**** Records provided ****

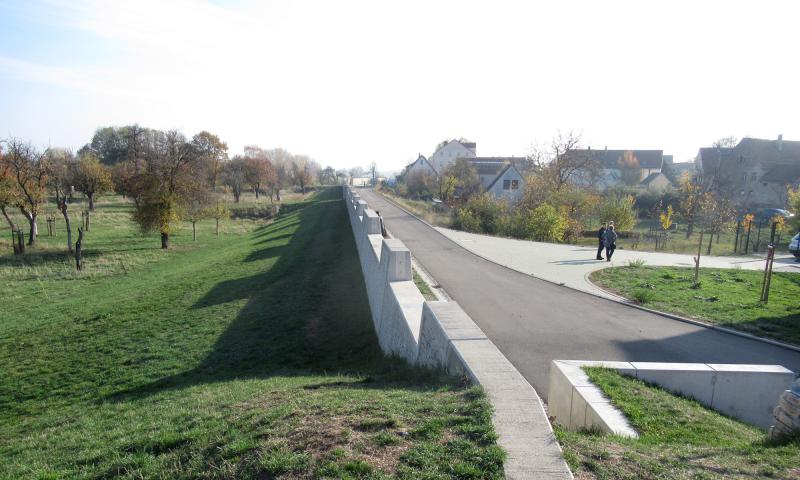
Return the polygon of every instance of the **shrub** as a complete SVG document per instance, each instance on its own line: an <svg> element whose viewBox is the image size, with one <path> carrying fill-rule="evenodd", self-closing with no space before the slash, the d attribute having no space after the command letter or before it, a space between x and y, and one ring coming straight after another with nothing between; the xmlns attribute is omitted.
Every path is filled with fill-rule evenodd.
<svg viewBox="0 0 800 480"><path fill-rule="evenodd" d="M521 210L511 220L511 233L519 238L540 242L560 242L564 239L567 220L551 205L543 203L533 210Z"/></svg>
<svg viewBox="0 0 800 480"><path fill-rule="evenodd" d="M633 299L641 304L650 303L654 298L655 294L652 290L639 289L633 292Z"/></svg>
<svg viewBox="0 0 800 480"><path fill-rule="evenodd" d="M628 266L633 268L641 268L644 267L644 264L647 263L647 260L643 258L635 258L633 260L628 260Z"/></svg>
<svg viewBox="0 0 800 480"><path fill-rule="evenodd" d="M635 200L632 195L607 193L595 207L600 222L614 222L617 230L632 230L636 226Z"/></svg>
<svg viewBox="0 0 800 480"><path fill-rule="evenodd" d="M456 227L468 232L502 233L508 224L508 206L487 193L477 195L456 212Z"/></svg>

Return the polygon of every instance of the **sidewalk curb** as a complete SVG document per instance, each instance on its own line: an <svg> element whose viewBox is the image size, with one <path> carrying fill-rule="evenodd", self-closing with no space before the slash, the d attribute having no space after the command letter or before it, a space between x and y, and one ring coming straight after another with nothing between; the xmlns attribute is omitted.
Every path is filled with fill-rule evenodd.
<svg viewBox="0 0 800 480"><path fill-rule="evenodd" d="M614 303L617 303L617 304L620 304L620 305L626 305L628 307L635 308L637 310L642 310L642 311L649 312L649 313L653 313L653 314L659 315L661 317L669 318L671 320L677 320L679 322L689 323L689 324L692 324L692 325L697 325L699 327L705 327L705 328L708 328L708 329L711 329L711 330L717 330L719 332L727 333L729 335L735 335L737 337L743 337L743 338L747 338L747 339L750 339L750 340L756 340L756 341L759 341L759 342L762 342L762 343L768 343L770 345L774 345L776 347L785 348L787 350L792 350L794 352L800 352L800 346L791 345L791 344L788 344L788 343L781 342L779 340L772 340L772 339L769 339L769 338L757 337L755 335L752 335L752 334L749 334L749 333L745 333L745 332L740 332L740 331L734 330L732 328L720 327L718 325L712 325L710 323L702 322L700 320L694 320L694 319L691 319L691 318L681 317L680 315L675 315L675 314L672 314L672 313L653 310L651 308L647 308L647 307L643 307L641 305L637 305L637 304L631 302L630 300L627 300L624 297L621 297L621 296L616 295L616 294L611 293L611 292L608 292L608 293L610 295L614 295L614 296L618 297L619 300L614 299L614 298L610 298L610 297L606 297L606 296L600 295L598 293L594 293L594 292L590 292L590 291L586 291L586 290L581 290L579 288L571 287L571 286L566 285L566 284L564 284L562 282L556 282L556 281L553 281L553 280L550 280L550 279L547 279L547 278L538 277L538 276L530 274L530 273L520 272L519 270L515 270L515 269L513 269L513 268L511 268L511 267L509 267L507 265L503 265L502 263L497 263L497 262L495 262L494 260L492 260L490 258L486 258L483 255L480 255L478 253L473 252L472 250L469 250L469 249L463 247L458 242L454 241L453 239L451 239L447 235L445 235L442 232L440 232L435 226L431 225L430 223L426 222L425 220L423 220L422 218L418 217L414 213L410 212L408 209L406 209L405 207L403 207L402 205L400 205L399 203L394 201L392 198L390 198L390 197L388 197L388 196L386 196L386 195L384 195L384 194L382 194L382 193L380 193L380 192L378 192L378 191L376 191L374 189L373 189L373 192L375 192L378 195L380 195L381 197L385 198L386 201L388 201L392 205L396 206L400 210L406 212L407 214L411 215L412 217L414 217L418 221L420 221L423 224L427 225L428 227L432 228L434 231L436 231L436 233L438 233L439 235L443 236L447 240L451 241L455 245L458 245L459 247L464 248L464 250L467 250L468 252L470 252L471 254L475 255L478 258L482 258L482 259L486 260L487 262L494 263L495 265L503 267L503 268L505 268L507 270L511 270L512 272L521 273L523 275L528 275L528 276L531 276L531 277L536 278L538 280L542 280L543 282L547 282L547 283L549 283L551 285L557 285L559 287L568 288L568 289L570 289L570 290L572 290L574 292L580 292L580 293L583 293L583 294L586 294L586 295L591 295L591 296L593 296L595 298L600 298L600 299L603 299L603 300L606 300L606 301L609 301L609 302L614 302ZM591 272L589 274L591 274ZM587 274L587 277L588 277L589 274ZM594 285L595 287L603 290L604 292L607 292L607 290L601 288L600 286L598 286L594 282L591 282L588 278L586 278L586 281L589 282L591 285Z"/></svg>

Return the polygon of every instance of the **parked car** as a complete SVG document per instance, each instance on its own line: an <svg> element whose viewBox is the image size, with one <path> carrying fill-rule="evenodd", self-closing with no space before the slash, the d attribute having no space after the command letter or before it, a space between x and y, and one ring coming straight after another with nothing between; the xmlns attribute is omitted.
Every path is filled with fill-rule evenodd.
<svg viewBox="0 0 800 480"><path fill-rule="evenodd" d="M757 219L769 220L774 217L783 217L786 220L794 217L794 213L784 210L782 208L764 208L756 212Z"/></svg>
<svg viewBox="0 0 800 480"><path fill-rule="evenodd" d="M800 233L789 242L789 253L800 259Z"/></svg>

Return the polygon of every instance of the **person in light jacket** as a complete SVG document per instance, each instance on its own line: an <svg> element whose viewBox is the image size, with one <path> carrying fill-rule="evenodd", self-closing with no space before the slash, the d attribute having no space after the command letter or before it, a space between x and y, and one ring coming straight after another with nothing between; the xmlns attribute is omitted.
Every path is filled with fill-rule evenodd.
<svg viewBox="0 0 800 480"><path fill-rule="evenodd" d="M614 222L611 222L603 233L603 244L606 246L606 262L610 262L614 250L617 249L617 232L614 231Z"/></svg>

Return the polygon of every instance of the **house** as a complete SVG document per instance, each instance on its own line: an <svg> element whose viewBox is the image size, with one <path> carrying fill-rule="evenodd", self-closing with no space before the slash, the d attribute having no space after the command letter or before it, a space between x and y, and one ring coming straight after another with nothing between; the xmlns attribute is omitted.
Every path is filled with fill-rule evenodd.
<svg viewBox="0 0 800 480"><path fill-rule="evenodd" d="M800 184L800 141L743 138L735 147L701 148L697 170L711 188L746 208L782 208Z"/></svg>
<svg viewBox="0 0 800 480"><path fill-rule="evenodd" d="M513 163L507 163L486 187L486 191L509 204L517 203L525 191L525 177Z"/></svg>
<svg viewBox="0 0 800 480"><path fill-rule="evenodd" d="M441 173L459 158L475 158L475 148L475 142L450 140L433 152L430 163L436 172Z"/></svg>
<svg viewBox="0 0 800 480"><path fill-rule="evenodd" d="M565 157L580 165L576 183L594 185L600 189L617 186L648 188L642 184L645 179L651 184L661 173L664 165L663 150L568 150ZM668 158L671 158L669 155ZM663 181L659 180L659 184Z"/></svg>
<svg viewBox="0 0 800 480"><path fill-rule="evenodd" d="M405 175L431 175L434 177L439 176L439 172L433 168L431 162L423 154L419 154L413 163L410 163L405 169Z"/></svg>
<svg viewBox="0 0 800 480"><path fill-rule="evenodd" d="M663 192L672 189L672 182L661 172L653 172L637 185L641 190Z"/></svg>
<svg viewBox="0 0 800 480"><path fill-rule="evenodd" d="M475 143L451 140L436 149L430 159L419 154L405 168L405 175L425 174L435 178L459 159L466 159L478 173L483 189L497 198L516 202L525 188L525 178L515 166L521 157L478 157Z"/></svg>

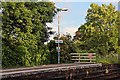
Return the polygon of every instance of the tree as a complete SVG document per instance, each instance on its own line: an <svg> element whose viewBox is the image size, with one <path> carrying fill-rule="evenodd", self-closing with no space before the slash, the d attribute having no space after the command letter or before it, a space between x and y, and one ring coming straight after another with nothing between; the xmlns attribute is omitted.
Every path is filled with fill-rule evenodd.
<svg viewBox="0 0 120 80"><path fill-rule="evenodd" d="M50 51L50 63L51 64L57 64L58 63L58 54L57 54L57 44L55 43L55 40L50 40L50 42L47 44L49 51Z"/></svg>
<svg viewBox="0 0 120 80"><path fill-rule="evenodd" d="M56 51L56 47L58 45L55 43L55 40L58 39L58 36L54 36L54 40L51 40L48 43L49 50L51 51L51 61L54 60L54 63L57 63L58 52ZM70 34L63 34L60 37L60 40L63 40L63 43L60 43L60 61L61 63L69 63L71 62L70 53L76 52L75 46L73 44L73 40Z"/></svg>
<svg viewBox="0 0 120 80"><path fill-rule="evenodd" d="M76 52L72 37L70 34L67 33L67 34L63 34L60 37L60 40L63 40L63 44L60 44L61 62L62 63L69 63L69 62L71 62L70 53Z"/></svg>
<svg viewBox="0 0 120 80"><path fill-rule="evenodd" d="M2 2L3 67L49 63L46 23L56 14L52 2Z"/></svg>
<svg viewBox="0 0 120 80"><path fill-rule="evenodd" d="M75 36L80 41L80 50L102 55L117 53L117 17L118 12L112 4L98 6L92 3L87 11L86 23L79 27L79 36Z"/></svg>

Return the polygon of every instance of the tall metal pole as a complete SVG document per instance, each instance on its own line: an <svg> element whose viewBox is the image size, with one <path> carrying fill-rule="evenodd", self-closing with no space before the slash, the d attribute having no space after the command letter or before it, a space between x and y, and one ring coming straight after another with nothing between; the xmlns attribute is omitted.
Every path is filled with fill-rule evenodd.
<svg viewBox="0 0 120 80"><path fill-rule="evenodd" d="M68 10L67 8L58 9L58 11L67 11L67 10ZM58 44L58 48L57 48L57 51L58 51L58 64L60 64L60 44L59 44L59 38L60 38L60 16L58 14L58 41L57 41L57 44Z"/></svg>
<svg viewBox="0 0 120 80"><path fill-rule="evenodd" d="M60 16L58 14L58 64L60 64L60 44L59 44L59 38L60 38Z"/></svg>

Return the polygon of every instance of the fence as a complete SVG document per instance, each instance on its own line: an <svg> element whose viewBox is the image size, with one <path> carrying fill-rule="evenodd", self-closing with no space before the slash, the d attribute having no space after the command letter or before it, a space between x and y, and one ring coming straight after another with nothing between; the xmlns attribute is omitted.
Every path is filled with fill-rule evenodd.
<svg viewBox="0 0 120 80"><path fill-rule="evenodd" d="M96 53L71 53L71 60L79 63L95 63Z"/></svg>

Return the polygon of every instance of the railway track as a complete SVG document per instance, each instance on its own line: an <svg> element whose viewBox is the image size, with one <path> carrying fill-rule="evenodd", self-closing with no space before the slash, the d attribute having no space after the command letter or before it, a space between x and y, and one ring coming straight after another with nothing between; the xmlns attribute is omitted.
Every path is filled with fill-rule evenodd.
<svg viewBox="0 0 120 80"><path fill-rule="evenodd" d="M22 72L22 71L31 71L31 70L48 70L48 69L60 69L60 68L69 68L69 67L76 67L80 66L82 67L92 67L92 66L101 66L101 64L79 64L79 63L74 63L74 64L57 64L57 65L42 65L42 66L34 66L34 67L26 67L26 68L15 68L15 69L2 69L0 70L0 73L4 75L4 73L11 73L11 72Z"/></svg>
<svg viewBox="0 0 120 80"><path fill-rule="evenodd" d="M119 80L120 66L58 64L0 70L2 80Z"/></svg>

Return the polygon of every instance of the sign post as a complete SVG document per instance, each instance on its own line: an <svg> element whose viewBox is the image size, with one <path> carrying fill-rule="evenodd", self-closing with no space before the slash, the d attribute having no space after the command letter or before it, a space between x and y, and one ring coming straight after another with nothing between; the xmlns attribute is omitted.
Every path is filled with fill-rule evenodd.
<svg viewBox="0 0 120 80"><path fill-rule="evenodd" d="M61 8L61 9L57 9L58 12L61 11L67 11L67 8ZM59 40L60 38L60 16L58 14L58 41L56 41L56 43L58 44L58 47L60 47L59 43L63 43L63 41ZM58 64L60 63L60 50L58 50Z"/></svg>
<svg viewBox="0 0 120 80"><path fill-rule="evenodd" d="M55 40L55 43L58 44L58 47L56 47L56 50L58 52L58 64L60 63L60 43L63 43L63 40Z"/></svg>

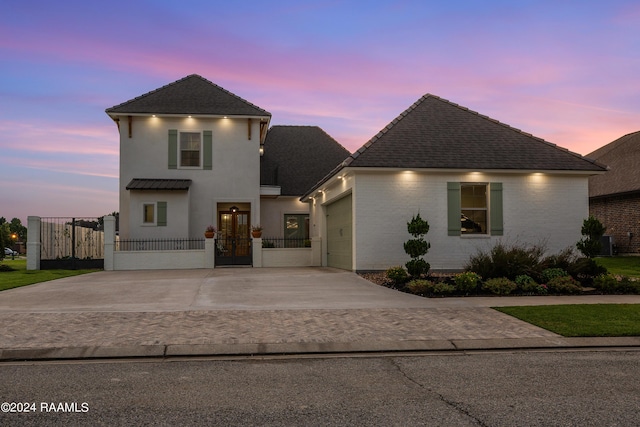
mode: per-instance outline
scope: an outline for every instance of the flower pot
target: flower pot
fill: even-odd
[[[206,237],[207,239],[213,239],[213,236],[215,236],[216,233],[215,231],[205,231],[204,232],[204,237]]]
[[[254,239],[259,239],[260,237],[262,237],[262,231],[252,231],[251,237],[253,237]]]

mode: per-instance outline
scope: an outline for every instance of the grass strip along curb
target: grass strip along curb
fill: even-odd
[[[493,307],[565,337],[640,336],[640,304]]]

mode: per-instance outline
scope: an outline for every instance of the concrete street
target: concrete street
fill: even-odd
[[[638,356],[634,349],[5,362],[0,400],[34,403],[35,411],[0,413],[0,425],[634,426]],[[78,411],[51,410],[60,403]]]

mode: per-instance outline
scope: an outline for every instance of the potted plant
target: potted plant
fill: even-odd
[[[213,225],[208,226],[204,230],[204,237],[206,237],[207,239],[213,239],[215,235],[216,235],[216,228]]]
[[[254,239],[262,237],[262,226],[260,224],[251,226],[251,236]]]

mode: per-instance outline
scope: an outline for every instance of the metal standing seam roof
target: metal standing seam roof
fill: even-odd
[[[180,114],[271,117],[271,113],[209,80],[191,74],[122,104],[107,108],[119,114]]]
[[[127,190],[149,191],[187,191],[191,186],[190,179],[150,179],[134,178],[127,184]]]

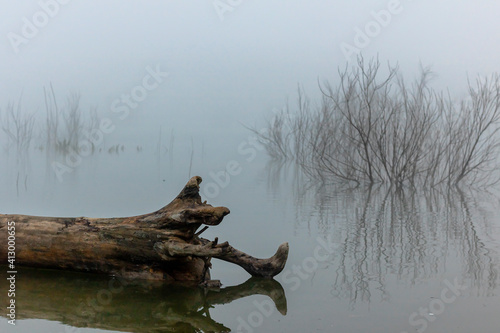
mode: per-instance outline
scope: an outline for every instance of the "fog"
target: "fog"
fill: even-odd
[[[435,84],[453,94],[465,89],[467,75],[500,66],[500,4],[486,0],[59,2],[3,2],[0,105],[22,94],[25,109],[42,112],[43,87],[52,83],[61,102],[77,92],[83,105],[109,116],[146,67],[159,67],[168,78],[118,126],[116,135],[129,137],[156,136],[160,125],[205,140],[244,133],[241,124],[293,101],[298,84],[317,98],[318,80],[335,82],[346,65],[346,44],[399,63],[409,77],[419,63],[430,65]],[[53,17],[37,16],[42,7]],[[380,14],[391,8],[391,17]],[[381,23],[372,24],[374,13]],[[38,32],[26,30],[26,20]],[[366,29],[368,42],[357,36]]]
[[[280,243],[290,245],[286,270],[277,280],[288,297],[288,316],[275,312],[264,318],[252,303],[260,296],[249,293],[250,298],[212,312],[231,329],[241,331],[240,319],[251,323],[257,314],[262,322],[258,328],[252,324],[255,331],[410,331],[419,327],[409,321],[415,311],[443,295],[443,280],[457,279],[469,287],[464,297],[446,302],[445,315],[433,311],[436,317],[425,317],[429,322],[419,317],[420,323],[464,333],[499,327],[499,317],[492,315],[499,304],[490,297],[500,285],[496,196],[304,185],[293,166],[267,164],[265,148],[248,129],[265,128],[266,119],[287,103],[293,108],[299,87],[311,109],[321,105],[318,84],[328,80],[334,86],[338,69],[354,66],[358,54],[378,57],[383,66],[397,64],[405,82],[429,66],[435,91],[463,98],[468,79],[500,72],[499,2],[0,1],[0,213],[144,214],[167,204],[189,177],[200,175],[203,200],[231,209],[224,223],[203,237],[220,237],[262,258]],[[68,126],[63,112],[51,123],[47,109],[56,103],[64,108],[75,94],[88,113],[85,120],[96,110],[93,127],[83,128],[88,126],[83,121]],[[33,137],[9,137],[4,127],[10,124],[14,131],[8,111],[18,105],[25,129],[34,115]],[[67,142],[73,128],[79,128],[76,144]],[[91,148],[90,139],[82,140],[87,128],[102,134]],[[297,267],[307,268],[315,259],[318,240],[330,239],[336,242],[331,255],[313,260],[306,277],[296,275]],[[227,286],[248,278],[226,263],[215,262],[213,271]],[[93,320],[71,306],[40,307],[43,301],[61,305],[54,299],[68,299],[65,290],[88,300],[80,290],[89,285],[86,277],[79,282],[69,272],[60,275],[68,289],[54,295],[40,285],[46,294],[40,303],[36,289],[29,289],[36,287],[33,278],[20,285],[19,319],[25,326],[17,331],[2,318],[0,330],[87,326],[78,330],[129,332],[129,318],[138,325],[170,323],[168,316],[157,316],[163,297],[172,300],[169,290],[147,289],[142,301],[154,310],[145,317],[133,292],[113,295],[117,307],[105,307]],[[89,293],[104,290],[102,281]],[[173,308],[183,306],[186,297],[181,298]],[[24,315],[23,309],[30,311],[26,304],[40,311]],[[118,318],[116,326],[108,326],[111,317]]]

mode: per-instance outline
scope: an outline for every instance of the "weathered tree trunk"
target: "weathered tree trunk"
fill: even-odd
[[[0,260],[7,261],[8,223],[15,222],[16,264],[166,281],[209,279],[212,257],[240,265],[252,276],[273,277],[288,257],[288,243],[269,259],[253,258],[217,238],[200,238],[218,225],[226,207],[201,202],[201,177],[160,210],[123,218],[0,215]],[[203,230],[202,230],[203,231]]]

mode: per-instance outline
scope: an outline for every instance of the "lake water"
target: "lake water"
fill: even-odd
[[[310,184],[268,163],[244,126],[296,109],[298,85],[319,105],[318,84],[336,86],[358,52],[407,83],[431,66],[432,87],[460,100],[468,80],[500,72],[499,11],[487,0],[3,1],[0,213],[144,214],[199,175],[203,199],[231,210],[204,237],[262,258],[289,242],[290,254],[274,282],[213,260],[220,292],[19,268],[15,327],[0,275],[0,332],[498,332],[498,190]],[[40,149],[46,111],[61,111],[59,139],[73,134],[62,111],[75,92],[82,114],[95,108],[115,130],[58,177],[65,157]],[[29,152],[7,154],[4,127],[31,114]]]
[[[160,154],[155,144],[129,144],[119,153],[103,144],[62,181],[50,163],[63,157],[11,152],[0,164],[0,210],[137,215],[164,206],[200,175],[203,199],[231,209],[204,237],[256,257],[289,242],[288,263],[275,281],[249,280],[240,267],[216,260],[219,292],[19,268],[17,324],[7,324],[2,306],[1,332],[498,331],[494,193],[311,184],[293,167],[269,163],[262,147],[249,144],[250,132],[220,134],[217,144],[201,140],[166,142],[170,150]],[[238,152],[240,145],[249,150]],[[239,174],[217,183],[214,176],[231,160]],[[0,289],[6,304],[5,279]],[[94,306],[82,309],[82,302]]]

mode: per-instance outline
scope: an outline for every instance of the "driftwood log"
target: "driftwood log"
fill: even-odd
[[[288,243],[269,259],[257,259],[229,243],[199,237],[200,226],[218,225],[226,207],[201,201],[201,177],[156,212],[123,218],[0,215],[0,260],[7,262],[8,223],[15,222],[16,264],[104,273],[125,278],[205,282],[210,259],[237,264],[255,277],[279,274]]]

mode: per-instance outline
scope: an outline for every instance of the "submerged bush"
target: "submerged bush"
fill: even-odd
[[[52,85],[45,94],[45,128],[42,130],[46,139],[47,150],[68,154],[78,153],[80,143],[89,133],[98,128],[99,121],[95,110],[84,112],[80,106],[80,96],[72,94],[67,102],[59,107]],[[95,149],[92,146],[92,152]]]
[[[58,105],[52,85],[44,89],[45,117],[35,117],[22,109],[21,98],[0,109],[0,129],[6,153],[15,148],[17,153],[27,153],[33,142],[36,148],[47,152],[78,153],[80,144],[99,126],[97,112],[82,110],[80,96],[72,94],[66,103]],[[44,142],[44,143],[43,143]],[[94,147],[92,146],[92,152]]]
[[[21,100],[17,104],[9,103],[5,113],[0,110],[0,127],[6,136],[4,150],[8,152],[12,147],[17,152],[30,148],[34,135],[34,115],[22,110]]]
[[[500,77],[469,82],[453,103],[429,87],[431,73],[407,84],[397,67],[359,58],[320,86],[312,108],[299,90],[298,109],[277,114],[257,134],[273,159],[291,159],[311,178],[398,186],[491,185],[498,170]]]

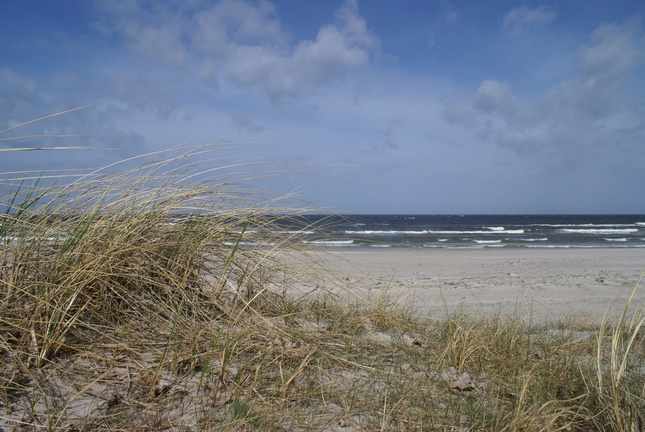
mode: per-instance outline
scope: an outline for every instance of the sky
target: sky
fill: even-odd
[[[96,105],[0,138],[83,136],[0,149],[97,150],[2,152],[0,173],[224,139],[321,210],[645,214],[644,19],[640,0],[5,0],[0,130]]]

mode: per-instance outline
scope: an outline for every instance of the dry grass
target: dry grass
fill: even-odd
[[[1,429],[643,429],[642,308],[536,326],[341,300],[275,220],[297,210],[223,150],[4,180]]]

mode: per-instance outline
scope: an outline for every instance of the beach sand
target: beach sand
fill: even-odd
[[[600,321],[620,312],[645,271],[645,249],[405,249],[327,250],[321,257],[344,275],[353,294],[387,293],[419,315],[461,310],[545,322]],[[343,291],[343,290],[340,290]],[[645,301],[645,281],[632,305]]]

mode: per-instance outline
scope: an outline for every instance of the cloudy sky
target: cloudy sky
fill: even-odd
[[[353,213],[645,213],[642,1],[8,0],[0,172],[227,137]],[[302,175],[297,172],[311,174]]]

****

_Try it_
Every line of the data that includes the word "along" should be copied.

_Answer for the task_
scope: an outline for every instance of the grass strip along curb
target: grass strip along curb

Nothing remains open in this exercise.